> _Objectives_
A: In the article on PCB design validation, condense the paragraph that begins "Design Rule Check (DRC) is an essential part" into a short bulleted list that keeps its main facts.
B: Write the next part of the article on PCB design validation, picking up right after its final sentence about Design for Assembly.

> _Article_

★ ★ ★

Efficient PCB design validation involves DRC, DFM, DFA, and automated testing.

Efficient PCB design validation involves DRC, DFM, DFA, and automated testing.

Efficient PCB Design Validation involves thoroughly assessing a circuit board design to ensure it meets its intended functionality. It is best to continuously carry it out through all stages of the PCB design process, from initial layout, to manufacturing, and assembly. This approach ensures that testing is integral to PCB design verification, ensuring the board's validation.

Efficient PCB Design Validation Steps

Validation Step

Description

PCB Design Rule Check

Ensure adherence to design rules to prevent manufacturing errors.

Manufacturing Capabilities through DFM

Optimize the design for manufacturability, considering component placement and routing.

Component Source and Functionality Validation

Verify authenticity, availability, and suitability of components.

Mechanical Fit, Netlist, Signal Integrity, and Thermal Analysis

Perform checks for mechanical fit, connections, signal integrity, and heat dissipation.

Gerber and Drill File Review

Ensure accurate representation of all layers and features for manufacturing.

Assembly Defects Check

Identify and correct defects like solder balls, bridging, voids, and tombstoning.

Automated Testing (ICT & Flying Probe)

Use automated systems to validate connections and functionality efficiently.

Efficient PCB Design Validation With DRC

Design Rule Check (DRC) is an essential part of efficient PCB design validation, as it confirms your board adheres to predefined constraints like trace width, clearances, hole sizes, and annular ring dimensions. DRC helps identify potential design errors that could lead to manufacturing defects and compromise the board's reliability. It detects both electrical and physical violations, such as power-ground shorts, misaligned vias, and missing pins.

Executing Design Rule Checks With OrCAD X

DRC supports efficient component placement and routing, ensuring that the available board space is utilized effectively. OrCAD X provides a comprehensive Constraint Manager, allowing you to set up electrical, physical, and spacing constraints, which automatically flag potential violations during the design process. Key DRC-related features include real-time clearance view and assisted routing modes, which visually highlight spacing issues and adjust traces to prevent violations. OrCAD X also supports advanced DFM (Design for Manufacturing) checks, integrating rules for fabrication, assembly, and testing, ensuring that your design is both manufacturable and reliable.

Through the constraint manager, constraint sets (CSETS) are applied to different nets or regions in the design. The image shows how to create a new CSET

Through the constraint manager, constraint sets (CSETS) are applied to different nets or regions in the design. The image shows how to create a new CSET.

Validating Your Circuit Board for Assembly

Design for Assembly (DFA) involves a three-stage process aimed at optimizing the assembly of the board.

★ ★ ★

> _Information supplied_
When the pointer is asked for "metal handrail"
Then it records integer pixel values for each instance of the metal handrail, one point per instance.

★ ★ ★

> _Outputs_
A:
- Design Rule Check (DRC) is an essential part of efficient PCB design validation.
- It confirms the board follows predefined constraints such as trace width, clearances, hole sizes, and annular ring dimensions.
- It finds design errors that could cause manufacturing defects and reduce reliability.
- It detects electrical and physical violations, such as power-ground shorts, misaligned vias, and missing pins.

B:
  1. The initial stage focuses on the board layout, where considerations such as component spacing, soldering direction, and cost-effective assembly strategies are addressed.

  2. The next stage involves validating Gerber or ODB++ files to ensure proper clearances, component orientations, and footprint accuracy, as well as assessing the effectiveness of cleaning methods

  3. The final stage identifies the specific soldering techniques required, including wave soldering, reflow soldering, and manual soldering, to ensure a smooth assembly process.

Circuit Board Assembly Validation With OrCAD X

OrCAD X provides advanced features that allow designers to define precise package-to-package spacing rules, ensuring components are properly spaced for automated assembly processes.  Additionally, the ability to categorize components into groups like chip parts, ICs, and connectors allows for applying tailored spacing rules across different PCB regions, enhancing the overall assembly efficiency.

Component Source Validation

Carefully validating each component's source is important to ensure authenticity of parts and prevent issues like delays, misinformation, and the risk of counterfeit components. As part of efficient PCB design validation, it's essential to ensure all components listed in the BOM are readily available and not obsolete or nearing end-of-life status. Utilizing an intelligent BOM software is the best way of doing this. 

Ensuring component sourcing through OrCAD X is streamlined with Live BOM. The Live BOM feature in OrCAD X allows designers to integrate real-time component data directly into their design environment, making it easy to check component availability, pricing, and lead times as the design progresses. This feature connects to supplier databases, providing instant access to the latest information on component sourcing, helping designers avoid supply chain issues and ensuring that the components selected for the design are both available and cost-effective. The Live BOM feature also supports automatic updates, ensuring that any changes in component status are immediately reflected in the BOM.

OrCAD X Live BOM provides compliance lifecycle, status, market availability, and price

OrCAD X Live BOM provides compliance lifecycle, status, market availability, and price

Post Assembly PCB Validation Tips

Post assembly, there are two primary methods for validation:

  • In-Circuit Testing (ICT) uses a custom fixture with precisely placed probes to test each board. Typically, the fixture’s probes make contact with test points on the board. Due to their complexity and cost, ICT fixtures are usually reserved for mass production of well-established designs, making them ideal for quickly testing large quantities of boards.

  • Flying Probe Testing uses a small number of probes that move around the board, testing each net sequentially. Although slower and unable to perform functional testing due to the lack of simultaneous connections, flying probe systems are cost-effective and flexible.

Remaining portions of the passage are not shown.